DOCUMENT:
Data substrate

Data Quality

Contracts, validation, lineage, freshness, and ownership for the data your AI reads from — not a one-time cleanup project, an ongoing operating discipline.

Operating principle

Production AI is not a prompt. It is a system of context, tools, permissions, traces, evals, and feedback loops.

The substrate determines the agent

If data is stale, ambiguous, unowned, or untrusted, agents amplify the problem at speed. A retrieval pipeline pulling from a table no one has owned in two years is a lawsuit waiting for a citation. Data quality is not cleanup work; it is operational risk management with a name on every source.

How we enforce it

Source contracts declare the input shape, freshness target, owner, and error budget for each ingestion path. Validation runs at write time: failed records hit a dead-letter table with a notification, not silent drops. Freshness, row-count, schema, and null-rate checks run on read at the lakehouse boundary. Quality regressions page the source owner, not the downstream consumer.

LIST OF TASKS:
1) Copy verbatim the passage of the data quality page that starts at "Source contracts declare" and ends at "the downstream consumer.".
2) Write a continuation of the data quality page, beginning after its final sentence.

LISTING:
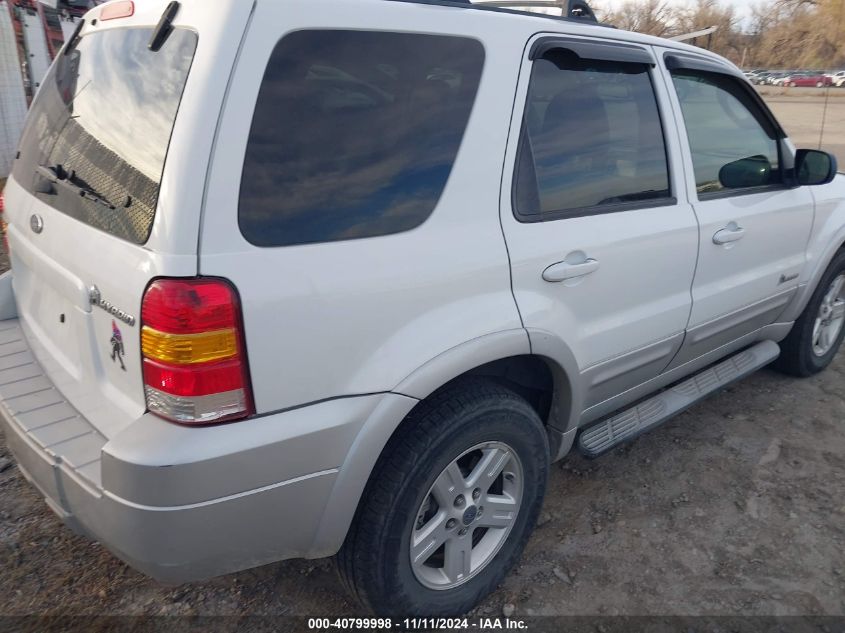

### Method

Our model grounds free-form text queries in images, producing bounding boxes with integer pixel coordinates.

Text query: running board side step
[578,341,780,458]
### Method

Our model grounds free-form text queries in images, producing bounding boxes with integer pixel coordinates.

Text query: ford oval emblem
[29,213,44,233]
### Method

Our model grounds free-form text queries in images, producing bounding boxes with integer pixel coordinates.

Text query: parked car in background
[749,70,772,86]
[766,71,789,86]
[781,72,833,88]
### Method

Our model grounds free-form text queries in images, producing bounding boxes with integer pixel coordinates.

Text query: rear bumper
[0,298,409,582]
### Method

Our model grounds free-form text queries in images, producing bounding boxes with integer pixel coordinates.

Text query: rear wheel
[337,380,549,616]
[773,251,845,377]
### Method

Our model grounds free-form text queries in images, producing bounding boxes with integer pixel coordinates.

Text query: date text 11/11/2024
[308,617,528,631]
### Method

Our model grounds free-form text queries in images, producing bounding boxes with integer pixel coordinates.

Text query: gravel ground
[0,97,845,616]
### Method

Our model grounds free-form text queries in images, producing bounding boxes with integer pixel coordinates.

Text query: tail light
[141,278,254,424]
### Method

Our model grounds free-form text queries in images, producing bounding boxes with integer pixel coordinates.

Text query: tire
[336,379,549,617]
[772,250,845,378]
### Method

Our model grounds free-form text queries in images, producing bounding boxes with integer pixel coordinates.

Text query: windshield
[14,28,197,244]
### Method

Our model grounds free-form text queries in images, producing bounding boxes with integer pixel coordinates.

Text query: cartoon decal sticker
[109,319,126,371]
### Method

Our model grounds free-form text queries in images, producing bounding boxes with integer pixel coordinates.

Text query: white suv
[0,0,845,615]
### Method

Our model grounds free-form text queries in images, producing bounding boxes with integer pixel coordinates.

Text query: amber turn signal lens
[141,325,238,365]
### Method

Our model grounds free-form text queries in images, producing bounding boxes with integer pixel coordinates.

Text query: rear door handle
[713,222,745,246]
[543,258,599,282]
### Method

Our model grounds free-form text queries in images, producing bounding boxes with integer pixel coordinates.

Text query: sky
[588,0,761,21]
[472,0,765,23]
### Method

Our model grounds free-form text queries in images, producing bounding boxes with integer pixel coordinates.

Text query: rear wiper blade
[147,0,179,53]
[36,165,127,210]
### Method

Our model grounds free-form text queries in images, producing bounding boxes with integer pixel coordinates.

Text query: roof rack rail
[382,0,615,28]
[472,0,598,22]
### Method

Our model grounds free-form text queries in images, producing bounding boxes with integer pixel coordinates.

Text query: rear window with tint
[14,28,197,244]
[239,31,484,246]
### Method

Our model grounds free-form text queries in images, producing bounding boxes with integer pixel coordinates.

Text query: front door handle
[713,222,745,246]
[543,258,599,282]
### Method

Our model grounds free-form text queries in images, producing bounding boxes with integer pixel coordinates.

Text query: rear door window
[515,49,674,221]
[14,28,197,244]
[238,30,484,246]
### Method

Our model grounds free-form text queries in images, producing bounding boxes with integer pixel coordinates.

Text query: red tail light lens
[141,278,253,424]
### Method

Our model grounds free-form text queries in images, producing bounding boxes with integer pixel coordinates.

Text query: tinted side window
[516,49,670,219]
[672,70,783,194]
[239,31,484,246]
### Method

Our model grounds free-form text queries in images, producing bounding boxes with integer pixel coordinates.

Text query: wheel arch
[308,328,580,558]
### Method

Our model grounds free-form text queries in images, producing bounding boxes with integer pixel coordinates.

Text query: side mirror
[795,149,836,185]
[719,155,772,189]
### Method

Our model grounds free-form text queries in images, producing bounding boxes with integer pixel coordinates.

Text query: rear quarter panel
[200,0,530,412]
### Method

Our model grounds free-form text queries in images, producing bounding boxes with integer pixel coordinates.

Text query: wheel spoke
[825,275,845,303]
[431,462,466,508]
[467,448,511,492]
[819,325,830,351]
[812,319,822,347]
[411,509,449,565]
[443,533,472,582]
[478,495,519,528]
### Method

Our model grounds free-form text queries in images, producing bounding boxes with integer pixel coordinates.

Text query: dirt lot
[0,92,845,615]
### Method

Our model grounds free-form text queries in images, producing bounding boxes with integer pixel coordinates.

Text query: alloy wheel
[410,442,524,590]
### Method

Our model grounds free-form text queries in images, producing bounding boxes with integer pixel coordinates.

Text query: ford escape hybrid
[0,0,845,615]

OUTPUTS BY TASK:
1)
Source contracts declare the input shape, freshness target, owner, and error budget for each ingestion path. Validation runs at write time: failed records hit a dead-letter table with a notification, not silent drops. Freshness, row-count, schema, and null-rate checks run on read at the lakehouse boundary. Quality regressions page the source owner, not the downstream consumer.

2)
  • Source contracts with owner and freshness SLO
  • Schema, null-rate, and distribution checks
  • Dead-letter tables for failed records
  • Lineage that names the source owner on failure

Tools that fit

dbt or SQLMesh for transformations with built-in tests; Great Expectations, Soda, or Monte Carlo for data quality; OpenLineage / Marquez or DataHub for lineage and ownership. The choice depends on the stack already in flight; the principle — ownership and contracts on every source — does not.

What it works with

Sits inside Data Foundations. Enforces the contracts declared in Ingestion Contracts. Feeds the Source Graph with freshness telemetry. Surfaces quality regressions to the source owner. When quality breaks, Vector Search and Agent Workflows downgrade or skip the affected source until the owner clears the alert.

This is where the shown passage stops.